____ Records to use

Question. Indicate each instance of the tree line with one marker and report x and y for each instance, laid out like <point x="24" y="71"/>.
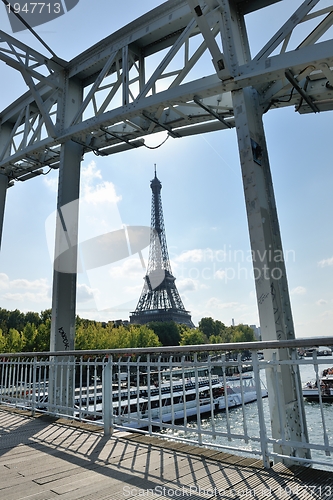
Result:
<point x="30" y="332"/>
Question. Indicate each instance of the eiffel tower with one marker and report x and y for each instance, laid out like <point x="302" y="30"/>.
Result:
<point x="160" y="299"/>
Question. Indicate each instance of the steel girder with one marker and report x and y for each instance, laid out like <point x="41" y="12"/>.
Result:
<point x="155" y="75"/>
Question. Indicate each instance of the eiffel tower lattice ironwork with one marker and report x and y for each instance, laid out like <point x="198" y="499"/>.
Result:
<point x="160" y="299"/>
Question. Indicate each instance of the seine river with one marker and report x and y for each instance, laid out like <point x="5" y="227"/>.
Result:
<point x="313" y="417"/>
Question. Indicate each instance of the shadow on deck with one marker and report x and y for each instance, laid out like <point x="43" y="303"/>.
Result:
<point x="43" y="458"/>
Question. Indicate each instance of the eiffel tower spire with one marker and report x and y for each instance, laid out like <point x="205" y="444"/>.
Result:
<point x="160" y="299"/>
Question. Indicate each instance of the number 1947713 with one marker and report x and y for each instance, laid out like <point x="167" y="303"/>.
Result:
<point x="34" y="8"/>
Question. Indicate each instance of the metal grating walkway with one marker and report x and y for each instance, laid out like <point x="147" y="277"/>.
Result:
<point x="42" y="458"/>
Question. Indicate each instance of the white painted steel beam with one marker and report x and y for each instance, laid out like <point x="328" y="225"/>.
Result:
<point x="115" y="67"/>
<point x="64" y="278"/>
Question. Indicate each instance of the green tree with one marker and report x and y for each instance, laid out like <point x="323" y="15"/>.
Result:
<point x="193" y="336"/>
<point x="2" y="342"/>
<point x="42" y="338"/>
<point x="168" y="332"/>
<point x="243" y="333"/>
<point x="29" y="335"/>
<point x="14" y="341"/>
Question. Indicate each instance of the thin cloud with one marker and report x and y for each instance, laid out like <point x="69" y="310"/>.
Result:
<point x="326" y="262"/>
<point x="299" y="290"/>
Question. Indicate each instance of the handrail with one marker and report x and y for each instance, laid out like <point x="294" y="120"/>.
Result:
<point x="233" y="346"/>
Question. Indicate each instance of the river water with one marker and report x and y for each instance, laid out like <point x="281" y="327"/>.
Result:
<point x="236" y="423"/>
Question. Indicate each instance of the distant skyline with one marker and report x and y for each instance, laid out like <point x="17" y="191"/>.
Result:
<point x="202" y="195"/>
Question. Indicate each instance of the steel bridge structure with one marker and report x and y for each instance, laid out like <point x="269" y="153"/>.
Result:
<point x="108" y="98"/>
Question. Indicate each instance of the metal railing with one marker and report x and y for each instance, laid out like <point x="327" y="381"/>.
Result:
<point x="211" y="395"/>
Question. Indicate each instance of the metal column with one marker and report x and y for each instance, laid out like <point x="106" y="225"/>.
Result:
<point x="276" y="323"/>
<point x="61" y="379"/>
<point x="5" y="132"/>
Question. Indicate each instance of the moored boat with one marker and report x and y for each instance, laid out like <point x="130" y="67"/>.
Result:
<point x="311" y="392"/>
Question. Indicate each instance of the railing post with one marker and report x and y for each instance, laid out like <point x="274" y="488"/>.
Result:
<point x="262" y="424"/>
<point x="106" y="397"/>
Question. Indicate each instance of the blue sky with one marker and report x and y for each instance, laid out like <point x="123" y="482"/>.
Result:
<point x="202" y="195"/>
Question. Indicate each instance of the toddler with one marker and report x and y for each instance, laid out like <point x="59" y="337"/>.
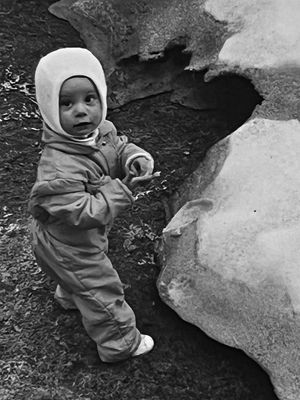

________

▶ _Stated problem_:
Gather every line of the listing above that contains the word "steel".

▶ _Answer to the task_:
Question. Indicate each instance of the steel girder with one marker and report x and y for each instance, laid out like <point x="41" y="12"/>.
Question. Indicate each instance of the white painted steel beam with one marker and report x and y for each instance, laid out like <point x="328" y="225"/>.
Question. Indicate each instance of the steel bridge structure with one marker and report x and y for each instance, laid out like <point x="269" y="153"/>.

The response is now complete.